» Your instructions
Rewrite the rows that open with the line containing "Where on the screen is the stone monument" and close with the line containing "[642, 230, 671, 304]", both lines included, with the requests kept as they are. Shift each box coordinate in the answers by adding -96, and leave the numbers in the format samples untouched.

» Records for the task
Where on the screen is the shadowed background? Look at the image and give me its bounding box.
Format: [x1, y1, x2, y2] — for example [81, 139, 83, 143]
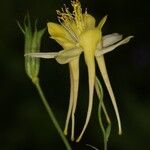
[0, 0, 150, 150]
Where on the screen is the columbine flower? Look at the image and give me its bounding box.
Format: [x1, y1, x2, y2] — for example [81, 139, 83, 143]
[28, 0, 132, 142]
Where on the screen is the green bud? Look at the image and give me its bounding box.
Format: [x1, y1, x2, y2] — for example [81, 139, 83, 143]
[18, 15, 45, 83]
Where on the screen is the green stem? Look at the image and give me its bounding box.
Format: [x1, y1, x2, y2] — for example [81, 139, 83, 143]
[33, 79, 72, 150]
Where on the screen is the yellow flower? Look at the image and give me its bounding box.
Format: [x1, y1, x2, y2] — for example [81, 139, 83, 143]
[28, 0, 132, 142]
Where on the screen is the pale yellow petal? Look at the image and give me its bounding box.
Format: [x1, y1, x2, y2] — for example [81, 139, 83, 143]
[76, 54, 95, 142]
[69, 56, 79, 141]
[76, 28, 101, 142]
[47, 22, 71, 39]
[51, 36, 76, 49]
[96, 55, 122, 134]
[56, 48, 82, 64]
[64, 67, 73, 135]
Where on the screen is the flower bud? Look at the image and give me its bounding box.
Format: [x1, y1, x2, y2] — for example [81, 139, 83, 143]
[18, 15, 45, 82]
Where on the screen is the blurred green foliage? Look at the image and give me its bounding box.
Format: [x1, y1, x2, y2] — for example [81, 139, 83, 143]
[0, 0, 150, 150]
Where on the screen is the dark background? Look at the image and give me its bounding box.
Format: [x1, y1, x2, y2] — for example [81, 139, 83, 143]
[0, 0, 150, 150]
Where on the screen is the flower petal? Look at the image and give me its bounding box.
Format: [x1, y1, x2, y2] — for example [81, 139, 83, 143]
[56, 48, 82, 64]
[51, 36, 76, 49]
[95, 36, 133, 57]
[24, 52, 58, 59]
[96, 55, 122, 134]
[102, 33, 122, 47]
[47, 22, 71, 39]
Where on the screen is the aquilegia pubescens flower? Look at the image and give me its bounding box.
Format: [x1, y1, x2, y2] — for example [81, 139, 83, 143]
[27, 0, 133, 142]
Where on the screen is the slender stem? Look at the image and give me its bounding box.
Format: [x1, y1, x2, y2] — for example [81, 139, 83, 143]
[33, 80, 72, 150]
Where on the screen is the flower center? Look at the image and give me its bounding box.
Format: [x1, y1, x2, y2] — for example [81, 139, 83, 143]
[56, 0, 87, 42]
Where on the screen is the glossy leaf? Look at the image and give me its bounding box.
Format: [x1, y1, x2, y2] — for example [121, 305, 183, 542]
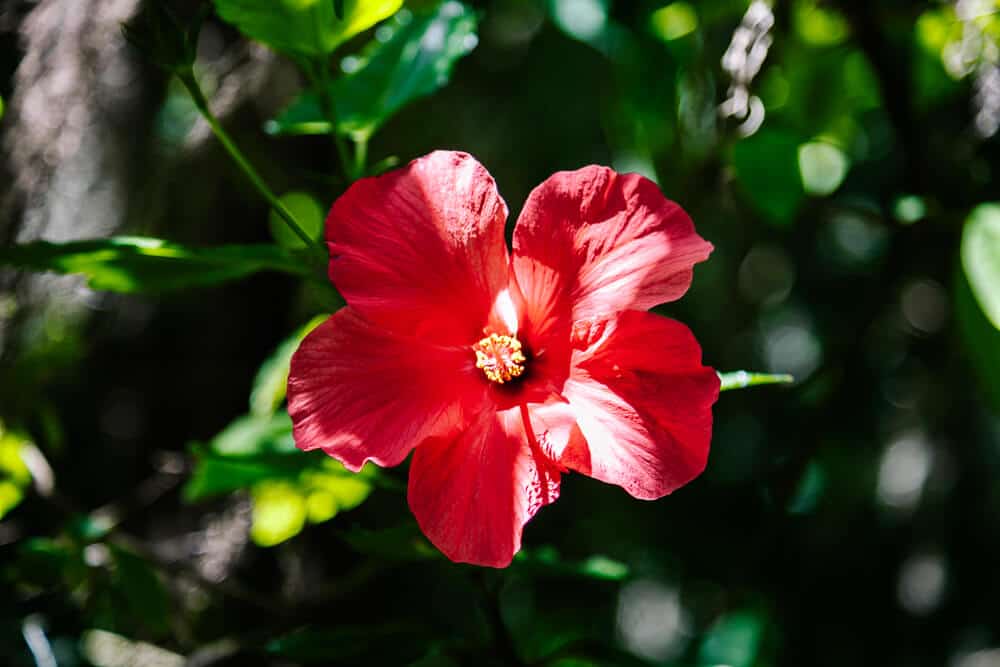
[954, 271, 1000, 413]
[0, 423, 31, 519]
[250, 480, 306, 547]
[733, 127, 806, 225]
[112, 547, 170, 637]
[184, 412, 300, 501]
[268, 0, 477, 139]
[267, 192, 326, 249]
[698, 612, 764, 667]
[215, 0, 403, 57]
[962, 204, 1000, 330]
[0, 236, 308, 293]
[250, 315, 326, 417]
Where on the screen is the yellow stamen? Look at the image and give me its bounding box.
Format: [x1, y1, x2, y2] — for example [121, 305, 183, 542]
[472, 334, 525, 384]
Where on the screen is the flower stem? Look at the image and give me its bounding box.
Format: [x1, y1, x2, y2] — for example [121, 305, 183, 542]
[354, 137, 368, 180]
[309, 59, 363, 181]
[718, 371, 795, 391]
[178, 71, 326, 266]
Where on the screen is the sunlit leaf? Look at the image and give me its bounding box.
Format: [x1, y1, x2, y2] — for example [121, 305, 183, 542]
[0, 478, 24, 519]
[250, 315, 326, 417]
[0, 236, 308, 293]
[962, 204, 1000, 330]
[719, 371, 795, 391]
[649, 2, 698, 42]
[954, 271, 1000, 413]
[799, 141, 850, 196]
[215, 0, 403, 57]
[299, 459, 375, 523]
[0, 422, 32, 519]
[250, 481, 306, 547]
[792, 0, 849, 46]
[733, 127, 805, 225]
[268, 0, 477, 139]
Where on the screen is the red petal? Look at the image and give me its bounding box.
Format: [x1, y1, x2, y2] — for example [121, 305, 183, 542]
[560, 311, 719, 499]
[408, 408, 559, 567]
[326, 151, 508, 343]
[288, 307, 486, 470]
[514, 166, 712, 344]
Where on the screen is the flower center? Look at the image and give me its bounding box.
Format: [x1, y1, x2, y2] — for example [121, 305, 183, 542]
[472, 334, 525, 384]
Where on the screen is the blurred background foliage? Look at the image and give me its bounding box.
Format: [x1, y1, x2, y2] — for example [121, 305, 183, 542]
[0, 0, 1000, 667]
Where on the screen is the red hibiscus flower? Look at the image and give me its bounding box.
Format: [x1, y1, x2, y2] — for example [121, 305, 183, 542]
[288, 151, 719, 567]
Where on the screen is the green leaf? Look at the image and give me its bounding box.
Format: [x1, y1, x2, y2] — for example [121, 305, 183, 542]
[111, 546, 170, 637]
[215, 0, 403, 57]
[733, 127, 805, 225]
[265, 621, 432, 665]
[184, 411, 378, 546]
[122, 2, 205, 74]
[512, 546, 630, 581]
[0, 236, 308, 293]
[268, 0, 477, 140]
[962, 203, 1000, 329]
[341, 521, 443, 561]
[698, 611, 764, 667]
[954, 262, 1000, 413]
[718, 371, 795, 391]
[267, 192, 324, 248]
[250, 462, 375, 547]
[250, 481, 306, 547]
[184, 412, 300, 502]
[0, 422, 33, 519]
[250, 315, 327, 417]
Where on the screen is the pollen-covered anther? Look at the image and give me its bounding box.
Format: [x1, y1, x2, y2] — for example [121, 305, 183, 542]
[472, 334, 525, 384]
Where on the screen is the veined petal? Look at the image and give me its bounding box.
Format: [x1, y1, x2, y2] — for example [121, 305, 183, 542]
[326, 151, 508, 343]
[560, 311, 719, 499]
[288, 306, 486, 471]
[408, 408, 559, 567]
[513, 166, 712, 344]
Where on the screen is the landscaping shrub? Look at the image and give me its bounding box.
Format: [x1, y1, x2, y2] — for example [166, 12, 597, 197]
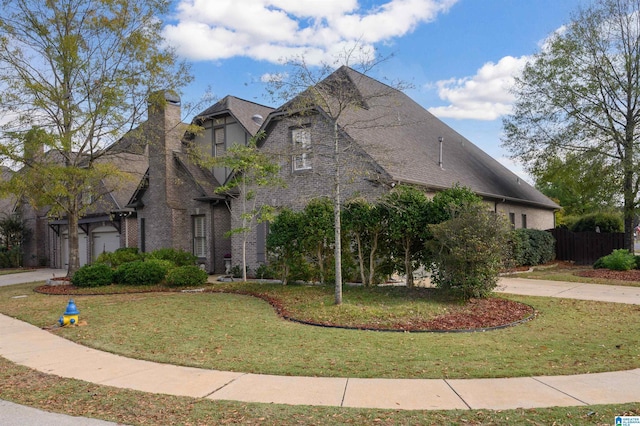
[114, 260, 167, 285]
[256, 263, 275, 280]
[148, 248, 198, 266]
[593, 257, 604, 269]
[509, 229, 556, 266]
[71, 263, 113, 287]
[167, 265, 209, 287]
[429, 203, 510, 300]
[599, 249, 636, 271]
[96, 247, 144, 268]
[569, 212, 624, 232]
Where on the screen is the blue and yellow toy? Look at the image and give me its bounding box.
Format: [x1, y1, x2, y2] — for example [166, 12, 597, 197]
[58, 299, 80, 327]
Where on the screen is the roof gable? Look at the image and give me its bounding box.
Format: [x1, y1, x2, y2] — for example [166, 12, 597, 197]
[288, 67, 559, 209]
[196, 96, 273, 136]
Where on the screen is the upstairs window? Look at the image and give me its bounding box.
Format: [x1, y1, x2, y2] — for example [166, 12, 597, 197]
[193, 216, 207, 257]
[291, 128, 311, 171]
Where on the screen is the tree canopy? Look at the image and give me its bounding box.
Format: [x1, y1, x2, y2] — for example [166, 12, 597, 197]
[0, 0, 191, 273]
[504, 0, 640, 250]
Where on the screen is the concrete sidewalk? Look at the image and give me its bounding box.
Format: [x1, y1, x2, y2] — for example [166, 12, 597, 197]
[0, 278, 640, 410]
[0, 268, 67, 287]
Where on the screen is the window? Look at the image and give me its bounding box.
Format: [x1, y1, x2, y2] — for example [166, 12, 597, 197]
[193, 216, 207, 257]
[140, 217, 147, 253]
[291, 128, 311, 171]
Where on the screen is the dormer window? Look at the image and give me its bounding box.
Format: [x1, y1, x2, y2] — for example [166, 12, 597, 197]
[291, 127, 311, 171]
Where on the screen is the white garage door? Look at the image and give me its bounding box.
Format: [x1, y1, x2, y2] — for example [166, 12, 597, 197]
[61, 231, 87, 268]
[91, 226, 120, 260]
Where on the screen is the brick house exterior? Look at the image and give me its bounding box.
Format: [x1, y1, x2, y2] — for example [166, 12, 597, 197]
[2, 67, 559, 273]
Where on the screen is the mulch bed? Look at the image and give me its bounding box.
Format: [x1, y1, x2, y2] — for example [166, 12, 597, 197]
[575, 269, 640, 281]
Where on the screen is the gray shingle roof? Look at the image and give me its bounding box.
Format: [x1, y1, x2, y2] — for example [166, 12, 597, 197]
[197, 96, 273, 136]
[312, 67, 559, 209]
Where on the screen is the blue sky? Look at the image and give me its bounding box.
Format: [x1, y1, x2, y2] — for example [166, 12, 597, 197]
[164, 0, 589, 181]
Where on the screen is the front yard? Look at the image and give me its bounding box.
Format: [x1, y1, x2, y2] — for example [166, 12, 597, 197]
[0, 283, 640, 378]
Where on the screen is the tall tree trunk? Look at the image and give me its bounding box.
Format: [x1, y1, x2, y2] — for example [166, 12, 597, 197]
[356, 233, 369, 287]
[67, 209, 80, 278]
[333, 120, 342, 305]
[369, 232, 378, 285]
[404, 241, 414, 288]
[622, 139, 637, 253]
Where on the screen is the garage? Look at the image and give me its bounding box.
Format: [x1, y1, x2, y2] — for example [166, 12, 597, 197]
[60, 231, 87, 268]
[91, 226, 120, 260]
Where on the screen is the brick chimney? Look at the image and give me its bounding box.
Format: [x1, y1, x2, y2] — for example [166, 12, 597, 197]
[143, 91, 188, 251]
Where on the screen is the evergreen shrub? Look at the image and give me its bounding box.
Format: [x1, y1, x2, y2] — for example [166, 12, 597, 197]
[167, 265, 209, 287]
[596, 249, 636, 271]
[71, 263, 113, 287]
[148, 248, 198, 266]
[114, 260, 167, 285]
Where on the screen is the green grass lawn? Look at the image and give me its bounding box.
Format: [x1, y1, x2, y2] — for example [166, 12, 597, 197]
[0, 284, 640, 378]
[0, 278, 640, 425]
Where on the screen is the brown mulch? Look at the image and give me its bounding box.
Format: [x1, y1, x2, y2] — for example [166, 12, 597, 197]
[34, 284, 535, 331]
[575, 269, 640, 281]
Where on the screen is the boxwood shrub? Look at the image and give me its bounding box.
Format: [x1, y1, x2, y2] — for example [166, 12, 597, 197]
[71, 263, 113, 287]
[96, 247, 144, 268]
[148, 248, 198, 266]
[167, 265, 209, 287]
[113, 260, 167, 285]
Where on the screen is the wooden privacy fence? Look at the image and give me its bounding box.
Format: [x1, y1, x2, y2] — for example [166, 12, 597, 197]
[548, 228, 624, 265]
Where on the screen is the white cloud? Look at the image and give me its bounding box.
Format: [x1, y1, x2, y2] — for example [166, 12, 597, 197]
[164, 0, 459, 65]
[429, 56, 529, 120]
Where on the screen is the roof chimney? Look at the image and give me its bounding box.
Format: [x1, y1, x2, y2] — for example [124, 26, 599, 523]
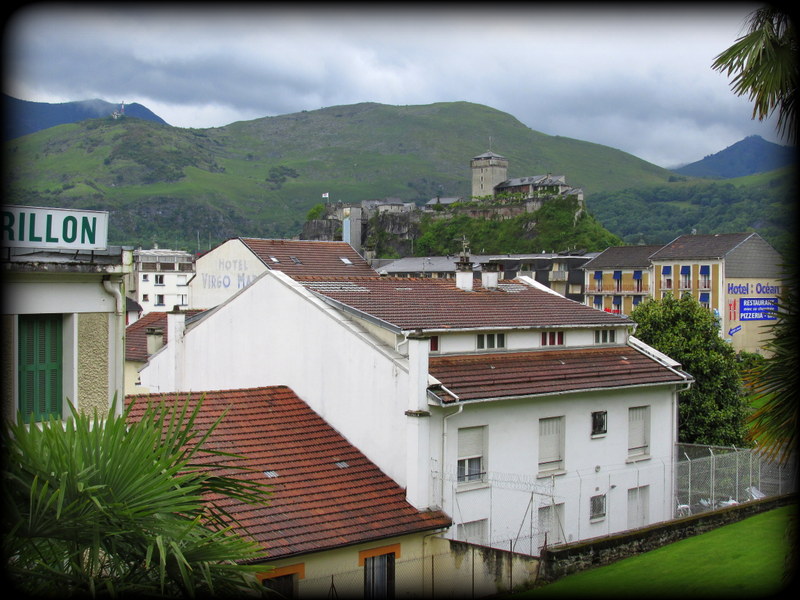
[481, 262, 500, 290]
[456, 240, 472, 292]
[145, 327, 164, 356]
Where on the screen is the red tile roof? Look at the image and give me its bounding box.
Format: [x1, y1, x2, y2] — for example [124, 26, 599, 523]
[127, 386, 451, 559]
[296, 277, 630, 331]
[125, 310, 203, 362]
[429, 346, 687, 402]
[240, 238, 376, 277]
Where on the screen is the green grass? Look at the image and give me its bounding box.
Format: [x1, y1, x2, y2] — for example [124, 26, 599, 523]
[513, 505, 797, 599]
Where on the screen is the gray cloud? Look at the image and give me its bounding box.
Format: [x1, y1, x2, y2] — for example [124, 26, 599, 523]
[4, 4, 778, 166]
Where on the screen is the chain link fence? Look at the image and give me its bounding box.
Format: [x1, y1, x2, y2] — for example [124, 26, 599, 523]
[675, 444, 797, 518]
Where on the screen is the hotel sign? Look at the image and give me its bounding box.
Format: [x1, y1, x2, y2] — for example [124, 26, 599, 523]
[0, 206, 108, 250]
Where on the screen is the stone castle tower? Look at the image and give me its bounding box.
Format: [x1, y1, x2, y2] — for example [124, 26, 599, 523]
[470, 150, 508, 198]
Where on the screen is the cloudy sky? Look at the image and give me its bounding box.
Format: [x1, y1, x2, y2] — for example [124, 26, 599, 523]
[3, 2, 783, 167]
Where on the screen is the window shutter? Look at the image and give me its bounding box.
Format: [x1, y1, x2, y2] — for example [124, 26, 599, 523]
[18, 315, 62, 422]
[628, 406, 648, 454]
[458, 427, 483, 459]
[539, 417, 563, 464]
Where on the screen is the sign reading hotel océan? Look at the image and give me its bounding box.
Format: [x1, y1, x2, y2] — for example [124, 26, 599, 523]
[0, 206, 108, 250]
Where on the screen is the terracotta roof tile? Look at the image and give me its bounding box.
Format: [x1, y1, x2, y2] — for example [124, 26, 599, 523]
[583, 245, 663, 271]
[240, 238, 376, 277]
[296, 277, 630, 331]
[429, 346, 685, 402]
[650, 233, 758, 260]
[127, 386, 450, 559]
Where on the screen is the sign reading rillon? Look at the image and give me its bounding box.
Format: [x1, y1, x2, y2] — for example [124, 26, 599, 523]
[0, 206, 108, 250]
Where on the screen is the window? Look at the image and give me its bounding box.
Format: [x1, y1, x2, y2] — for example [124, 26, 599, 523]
[681, 265, 692, 290]
[698, 265, 711, 290]
[628, 406, 650, 458]
[592, 410, 608, 436]
[358, 544, 400, 598]
[539, 417, 564, 473]
[537, 503, 564, 550]
[18, 315, 63, 423]
[633, 271, 643, 292]
[456, 519, 488, 546]
[261, 573, 297, 598]
[458, 426, 486, 483]
[542, 331, 564, 346]
[478, 333, 506, 350]
[661, 266, 672, 290]
[594, 329, 617, 344]
[589, 494, 606, 521]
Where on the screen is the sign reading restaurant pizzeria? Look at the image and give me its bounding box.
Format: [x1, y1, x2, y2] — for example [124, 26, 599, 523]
[0, 206, 108, 250]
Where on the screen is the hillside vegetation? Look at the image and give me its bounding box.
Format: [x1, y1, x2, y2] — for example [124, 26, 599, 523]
[3, 102, 670, 250]
[3, 102, 794, 252]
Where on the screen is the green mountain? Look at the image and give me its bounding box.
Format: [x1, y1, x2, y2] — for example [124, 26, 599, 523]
[673, 135, 797, 179]
[3, 102, 675, 250]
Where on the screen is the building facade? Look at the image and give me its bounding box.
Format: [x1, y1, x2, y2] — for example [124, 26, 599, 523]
[127, 248, 194, 314]
[0, 207, 133, 422]
[141, 260, 692, 554]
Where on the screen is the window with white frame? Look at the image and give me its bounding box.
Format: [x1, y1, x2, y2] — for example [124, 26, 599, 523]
[589, 494, 606, 521]
[457, 426, 486, 483]
[594, 329, 617, 344]
[539, 417, 564, 473]
[592, 410, 608, 436]
[477, 333, 506, 350]
[542, 331, 564, 346]
[628, 406, 650, 458]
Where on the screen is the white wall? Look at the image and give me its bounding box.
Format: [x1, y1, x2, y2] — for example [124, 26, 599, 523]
[141, 271, 409, 486]
[431, 387, 676, 553]
[190, 239, 267, 309]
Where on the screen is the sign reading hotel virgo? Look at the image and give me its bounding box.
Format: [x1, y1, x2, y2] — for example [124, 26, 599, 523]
[0, 206, 108, 250]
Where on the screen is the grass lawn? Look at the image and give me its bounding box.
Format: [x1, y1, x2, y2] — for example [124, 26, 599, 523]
[513, 505, 797, 599]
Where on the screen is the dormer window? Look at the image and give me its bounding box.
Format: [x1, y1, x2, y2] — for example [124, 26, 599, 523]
[478, 333, 506, 350]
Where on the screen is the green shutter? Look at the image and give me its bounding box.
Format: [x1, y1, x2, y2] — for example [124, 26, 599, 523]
[19, 315, 63, 423]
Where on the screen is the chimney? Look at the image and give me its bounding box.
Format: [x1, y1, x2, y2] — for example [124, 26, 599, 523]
[481, 262, 500, 290]
[145, 327, 164, 356]
[456, 253, 472, 292]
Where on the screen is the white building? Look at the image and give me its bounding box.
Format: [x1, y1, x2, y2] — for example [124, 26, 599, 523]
[141, 254, 692, 554]
[0, 206, 132, 422]
[189, 238, 375, 309]
[127, 248, 194, 314]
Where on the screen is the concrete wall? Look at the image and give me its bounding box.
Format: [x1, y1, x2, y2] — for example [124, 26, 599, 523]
[539, 494, 797, 582]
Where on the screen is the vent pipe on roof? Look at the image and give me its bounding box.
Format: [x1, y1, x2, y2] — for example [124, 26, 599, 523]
[481, 262, 500, 290]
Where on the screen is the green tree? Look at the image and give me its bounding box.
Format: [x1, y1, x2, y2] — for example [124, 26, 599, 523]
[631, 294, 746, 446]
[2, 400, 267, 598]
[712, 5, 797, 144]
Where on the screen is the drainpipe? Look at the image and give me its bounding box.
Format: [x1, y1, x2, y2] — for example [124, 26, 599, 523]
[439, 404, 464, 508]
[103, 276, 125, 416]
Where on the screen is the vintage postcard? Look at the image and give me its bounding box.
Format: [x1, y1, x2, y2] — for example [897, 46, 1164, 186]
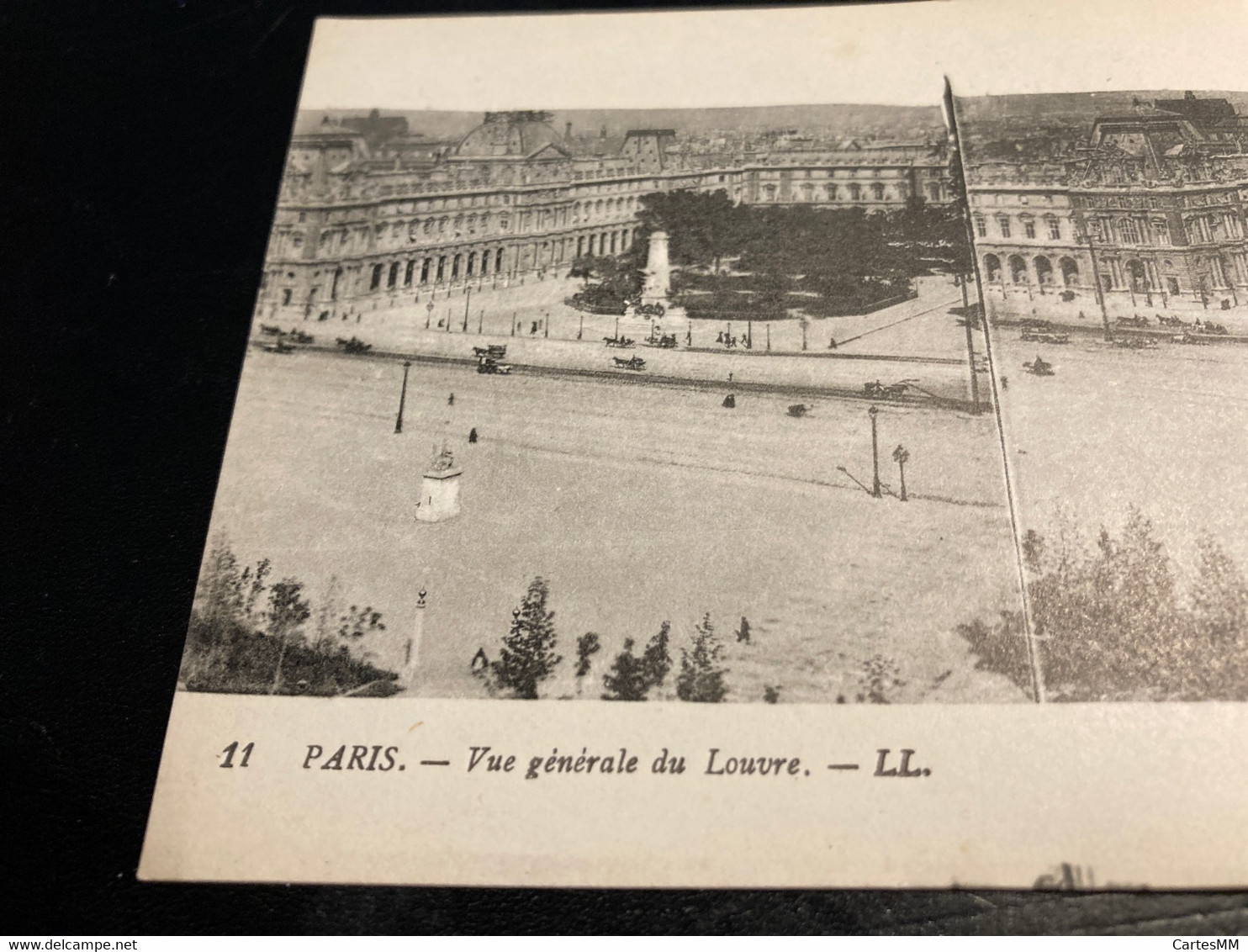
[140, 3, 1248, 888]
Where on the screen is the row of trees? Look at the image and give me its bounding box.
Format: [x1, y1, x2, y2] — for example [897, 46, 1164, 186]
[178, 537, 395, 696]
[477, 578, 728, 704]
[572, 191, 970, 317]
[959, 508, 1248, 701]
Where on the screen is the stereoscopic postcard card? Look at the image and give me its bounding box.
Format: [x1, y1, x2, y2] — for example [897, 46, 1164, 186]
[140, 3, 1248, 888]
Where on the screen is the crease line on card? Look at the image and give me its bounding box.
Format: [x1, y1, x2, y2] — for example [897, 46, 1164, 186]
[941, 77, 1046, 704]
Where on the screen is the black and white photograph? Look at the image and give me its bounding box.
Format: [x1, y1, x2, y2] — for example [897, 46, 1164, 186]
[180, 51, 1031, 704]
[956, 90, 1248, 701]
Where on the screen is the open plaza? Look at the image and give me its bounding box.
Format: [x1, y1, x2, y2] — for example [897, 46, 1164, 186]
[204, 331, 1022, 702]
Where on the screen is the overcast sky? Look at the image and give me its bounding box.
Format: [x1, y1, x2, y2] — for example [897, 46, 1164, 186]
[299, 0, 1248, 110]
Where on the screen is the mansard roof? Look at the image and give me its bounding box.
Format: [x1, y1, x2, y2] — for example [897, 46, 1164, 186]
[454, 111, 570, 158]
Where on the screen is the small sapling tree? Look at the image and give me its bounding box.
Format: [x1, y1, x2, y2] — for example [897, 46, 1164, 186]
[737, 615, 750, 645]
[268, 579, 312, 694]
[676, 612, 727, 704]
[490, 576, 563, 700]
[575, 632, 603, 697]
[642, 621, 671, 687]
[603, 637, 650, 701]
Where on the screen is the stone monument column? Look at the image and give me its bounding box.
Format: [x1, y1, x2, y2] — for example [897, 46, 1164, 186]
[632, 230, 689, 346]
[398, 589, 426, 690]
[642, 230, 671, 304]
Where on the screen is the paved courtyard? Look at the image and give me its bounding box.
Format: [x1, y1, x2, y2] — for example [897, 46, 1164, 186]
[202, 349, 1023, 702]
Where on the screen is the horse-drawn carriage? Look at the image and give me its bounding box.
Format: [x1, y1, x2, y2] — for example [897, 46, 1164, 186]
[862, 381, 911, 399]
[338, 337, 373, 353]
[477, 357, 511, 374]
[1022, 354, 1053, 377]
[1021, 331, 1071, 344]
[1113, 335, 1160, 351]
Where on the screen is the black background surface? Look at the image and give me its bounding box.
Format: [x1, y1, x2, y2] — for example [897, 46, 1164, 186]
[0, 0, 1248, 936]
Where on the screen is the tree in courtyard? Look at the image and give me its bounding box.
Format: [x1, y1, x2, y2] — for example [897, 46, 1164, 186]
[490, 576, 563, 700]
[575, 632, 603, 696]
[676, 612, 727, 704]
[267, 579, 312, 694]
[642, 621, 671, 687]
[603, 637, 650, 701]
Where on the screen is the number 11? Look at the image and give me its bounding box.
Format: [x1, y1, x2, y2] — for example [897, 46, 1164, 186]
[219, 741, 256, 767]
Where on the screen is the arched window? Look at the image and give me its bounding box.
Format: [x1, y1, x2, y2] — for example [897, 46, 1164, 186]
[1010, 255, 1027, 284]
[983, 255, 1001, 281]
[1032, 255, 1053, 287]
[1057, 258, 1080, 287]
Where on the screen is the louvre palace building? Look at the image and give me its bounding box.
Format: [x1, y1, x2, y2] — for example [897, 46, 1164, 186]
[966, 93, 1248, 325]
[257, 110, 952, 320]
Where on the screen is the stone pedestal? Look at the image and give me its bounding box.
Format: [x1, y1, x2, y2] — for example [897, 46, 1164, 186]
[642, 230, 671, 305]
[398, 589, 425, 690]
[415, 449, 463, 523]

» Correct result
Where on the screen is the stone monument column? Look at the image and give me its bounding box.
Format: [x1, y1, x2, y2] — for example [897, 46, 1164, 186]
[536, 134, 593, 250]
[302, 493, 330, 594]
[546, 134, 575, 208]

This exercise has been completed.